---------- EXTRACTED ENTRIES ----------

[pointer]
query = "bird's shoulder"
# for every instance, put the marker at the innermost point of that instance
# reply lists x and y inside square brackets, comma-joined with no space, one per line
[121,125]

----------

TASK BRIEF: All of the entries above need to be reproduced exactly.

FINAL RESULT:
[pointer]
query = "bird's shoulder"
# for every instance, put the marker at the innermost point of that instance
# reply lists x and y inside square brackets, comma-joined with no space, one per line
[121,125]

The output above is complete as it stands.